-------- Source document --------
So many things can be said about the strange times in which we are living, but I must say that I’m impressed with how resilient we are. It is also impressive how Canadian higher education institutions have taken this new normal in stride and offered a new way for their students to pursue their education.
We looked at 400 Canadian higher education institution websites to try and document how they reacted to the COVID-19 epidemic and found information for almost 300. Some of the 400 are already 100% online so the impact was minimal for them. The others, however, had to decide how to proceed.
These institutions have moved to distance learning very rapidly. The reason I mention distance learning rather than online learning is that several institutions are simply using Adobe Connect, Microsoft Teams, Webex, Zoom or another similar method, to transmit the last few weeks of instruction for the current trimester. Most professors have never used online teaching tools, nor have they even intended to in their careers, which is why many institutions have canceled classes for a couple of days, and up to a few weeks in certain cases, to allow faculty members to acclimatize themselves with learning management systems and remote video conferencing systems.
-------- Records supplied --------
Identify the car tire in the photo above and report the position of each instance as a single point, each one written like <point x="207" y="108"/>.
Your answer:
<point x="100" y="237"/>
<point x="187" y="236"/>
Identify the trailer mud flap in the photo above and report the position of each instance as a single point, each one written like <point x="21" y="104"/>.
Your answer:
--------
-------- Records supplied --------
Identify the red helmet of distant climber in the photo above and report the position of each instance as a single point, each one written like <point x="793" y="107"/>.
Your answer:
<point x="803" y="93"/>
--------
• **Problem set**
**A)** Answer these questions from the commentary on Canadian higher education during COVID-19, one per line:
(i) How many institution websites were looked at, and for about how many was information found?
(ii) Why was the impact minimal for some of the institutions?
(iii) According to the commentary on Canadian higher education during COVID-19, why did many institutions cancel classes for a period?
**B)** Summarize the commentary on Canadian higher education during COVID-19 in two sentences.
**C)** Write the next part of the commentary on Canadian higher education during COVID-19, starting where it stops.

• **Answers by item number**
**A)**
(i) 400 websites were looked at, and information was found for almost 300.
(ii) They were already 100% online.
(iii) To let faculty members get used to learning management systems and remote video conferencing systems.

**B)** A review of 400 Canadian higher education institution websites found information for almost 300 on how they reacted to the COVID-19 epidemic, and institutions that were not already fully online had to decide how to proceed. Many moved rapidly to distance learning by delivering the last weeks of the trimester through tools such as Zoom or Microsoft Teams, and several canceled classes for days or weeks so that faculty could get used to these systems.

**C)**
As you can see in the graph below, in just under three weeks, almost all Canadian institutions have decided to select distance learning as their unique mode of delivery. And this is only for the institutions that normally offer face-to-face delivery. We can see that we have two spikes in the number of schools starting fully-online delivery – one on March 23rd and a second one on March 30th.
Not only that, but institutions have reacted rapidly. By Friday, March 13th, the day after WHO declared that COVID-19 is a worldwide pandemic, more than half of these institutions had already made the decision for online delivery.
The graphs below show the average time between the decision date and the online delivery (in days). Private institutions have moved faster to do so and, contrary to normal assumptions, the size of the institutions had no impact on the pace to move to distance learning.
Since many schools are starting to use these remote/online teaching tools the weeks of March 23rd and 30th, it would be interesting to analyze just how robust these platforms are with hundreds of thousands of additional user connections.